*PROBLEM TO SOLVE:* Return each line of the listing below without changing a single character.

(Data records)
● ● ● ● ●
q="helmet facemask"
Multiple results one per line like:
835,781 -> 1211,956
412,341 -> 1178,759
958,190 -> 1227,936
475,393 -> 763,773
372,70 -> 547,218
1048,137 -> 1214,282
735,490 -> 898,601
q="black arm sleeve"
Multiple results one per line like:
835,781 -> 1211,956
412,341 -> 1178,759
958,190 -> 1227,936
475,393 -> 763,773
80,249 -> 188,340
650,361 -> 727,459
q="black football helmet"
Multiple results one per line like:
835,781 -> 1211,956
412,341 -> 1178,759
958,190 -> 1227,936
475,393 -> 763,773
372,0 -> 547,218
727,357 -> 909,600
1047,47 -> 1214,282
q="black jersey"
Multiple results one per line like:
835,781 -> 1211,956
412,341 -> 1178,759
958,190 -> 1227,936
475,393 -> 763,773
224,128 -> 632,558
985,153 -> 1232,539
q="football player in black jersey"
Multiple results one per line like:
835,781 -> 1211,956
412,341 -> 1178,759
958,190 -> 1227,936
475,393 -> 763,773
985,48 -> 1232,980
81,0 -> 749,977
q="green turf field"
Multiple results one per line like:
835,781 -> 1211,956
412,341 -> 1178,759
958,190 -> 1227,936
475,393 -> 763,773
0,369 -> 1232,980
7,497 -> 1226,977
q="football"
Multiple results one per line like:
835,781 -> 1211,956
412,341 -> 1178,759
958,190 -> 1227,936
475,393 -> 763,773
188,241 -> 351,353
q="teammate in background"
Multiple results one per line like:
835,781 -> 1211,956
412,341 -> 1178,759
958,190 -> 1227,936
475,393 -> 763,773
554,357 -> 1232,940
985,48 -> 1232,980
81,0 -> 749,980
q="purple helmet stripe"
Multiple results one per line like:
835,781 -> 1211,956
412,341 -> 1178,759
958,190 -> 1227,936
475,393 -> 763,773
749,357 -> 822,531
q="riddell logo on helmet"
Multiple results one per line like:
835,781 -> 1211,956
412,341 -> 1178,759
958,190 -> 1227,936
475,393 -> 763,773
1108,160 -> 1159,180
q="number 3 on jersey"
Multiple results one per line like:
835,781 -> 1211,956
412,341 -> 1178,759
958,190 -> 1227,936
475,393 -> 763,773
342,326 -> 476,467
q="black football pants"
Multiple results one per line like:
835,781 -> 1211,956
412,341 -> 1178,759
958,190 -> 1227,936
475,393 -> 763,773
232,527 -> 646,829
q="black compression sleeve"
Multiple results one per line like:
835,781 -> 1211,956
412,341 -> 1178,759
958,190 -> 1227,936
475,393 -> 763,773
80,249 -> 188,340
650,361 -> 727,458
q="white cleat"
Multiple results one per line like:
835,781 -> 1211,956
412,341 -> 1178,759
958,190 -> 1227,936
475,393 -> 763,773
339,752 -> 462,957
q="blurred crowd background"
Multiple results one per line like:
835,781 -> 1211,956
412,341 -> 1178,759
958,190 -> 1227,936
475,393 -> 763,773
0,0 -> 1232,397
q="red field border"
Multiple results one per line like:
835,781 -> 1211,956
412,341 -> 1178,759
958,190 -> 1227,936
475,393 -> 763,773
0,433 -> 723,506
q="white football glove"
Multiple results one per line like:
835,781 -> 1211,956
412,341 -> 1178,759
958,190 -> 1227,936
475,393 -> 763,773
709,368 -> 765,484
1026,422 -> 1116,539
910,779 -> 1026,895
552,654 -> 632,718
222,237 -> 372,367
● ● ● ● ●
*THE RESULT:*
q="helmet facemask"
Multiple results one per line like:
835,781 -> 1211,956
412,341 -> 1178,759
958,190 -> 1227,936
475,393 -> 763,773
372,70 -> 547,218
1048,137 -> 1214,282
735,490 -> 898,601
q="black arm sleeve"
Multiple results one per line like:
835,781 -> 1211,956
412,341 -> 1178,759
958,190 -> 1227,936
475,393 -> 763,773
80,249 -> 188,340
650,361 -> 727,459
q="black football helmet"
Multiple results one per line like:
835,781 -> 1211,956
412,341 -> 1178,759
958,190 -> 1227,936
475,393 -> 763,773
372,0 -> 547,218
727,357 -> 909,600
1047,47 -> 1214,282
q="black jersey"
Multiple results one per line like:
835,781 -> 1211,956
412,341 -> 1178,759
958,190 -> 1227,936
475,393 -> 763,773
224,128 -> 632,558
985,153 -> 1232,539
q="football player in black jersey"
Multiple results one per line like:
835,781 -> 1211,956
412,341 -> 1178,759
958,190 -> 1227,936
475,393 -> 763,773
985,48 -> 1232,980
81,0 -> 749,977
q="green turf field"
Multiple results one per line like:
835,781 -> 1211,956
412,341 -> 1178,759
958,190 -> 1227,936
475,393 -> 763,773
0,369 -> 1232,980
7,497 -> 1226,977
q="football"
Multiple results one per line like:
835,781 -> 1211,956
412,341 -> 1178,759
958,190 -> 1227,936
475,393 -> 763,773
188,241 -> 351,353
q="teammate in background"
Multiple results one per line like:
835,781 -> 1211,956
412,341 -> 1178,759
958,190 -> 1227,936
475,393 -> 763,773
554,357 -> 1232,940
985,48 -> 1232,980
81,0 -> 749,980
q="purple helmet stripe"
Multiple results one per line like:
835,781 -> 1211,956
412,341 -> 1178,759
958,190 -> 1227,936
475,393 -> 763,773
749,357 -> 822,531
q="riddell logo on helmet"
Multiple results one per line like:
835,781 -> 1211,956
412,341 -> 1178,759
958,190 -> 1227,936
475,393 -> 763,773
1108,160 -> 1159,180
q="number 3 on jersey"
Multiple results one per line like:
835,781 -> 1211,956
412,341 -> 1178,759
958,190 -> 1227,936
475,393 -> 763,773
342,326 -> 476,467
q="black football pants"
Multiple results one per line like:
835,781 -> 1211,956
412,341 -> 1178,759
958,190 -> 1227,936
475,393 -> 763,773
232,527 -> 646,829
q="black compression sleeve"
Multiple results one per line like:
835,781 -> 1211,956
412,341 -> 1178,759
958,190 -> 1227,936
475,393 -> 763,773
80,249 -> 188,340
650,361 -> 727,458
q="white cleat"
Multiple results one per line like:
835,781 -> 1211,956
412,341 -> 1178,759
958,190 -> 1227,936
475,393 -> 763,773
339,752 -> 462,957
q="blurred crowd background"
Multiple results one per line like:
835,781 -> 1211,956
412,341 -> 1178,759
958,190 -> 1227,936
475,393 -> 763,773
0,0 -> 1232,397
q="red field border"
Multiple results one per line like:
835,781 -> 1211,956
412,341 -> 1178,759
958,190 -> 1227,936
475,393 -> 763,773
0,433 -> 723,506
q="white football glove"
Multiple results one per line like:
835,781 -> 1211,956
412,341 -> 1178,759
958,190 -> 1227,936
475,393 -> 763,773
709,368 -> 765,484
1026,422 -> 1116,539
910,779 -> 1026,895
552,654 -> 632,718
222,237 -> 372,367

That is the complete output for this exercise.